→ **WHAT THIS TASK INVOLVES**
Please print the data again exactly as given.

[Dataset entries]

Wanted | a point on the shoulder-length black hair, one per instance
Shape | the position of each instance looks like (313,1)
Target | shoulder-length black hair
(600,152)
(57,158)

→ **OUTPUT OF THE EXERCISE**
Wanted | a point on the shoulder-length black hair, one per instance
Shape | the position of each instance looks like (313,1)
Target | shoulder-length black hair
(600,152)
(57,158)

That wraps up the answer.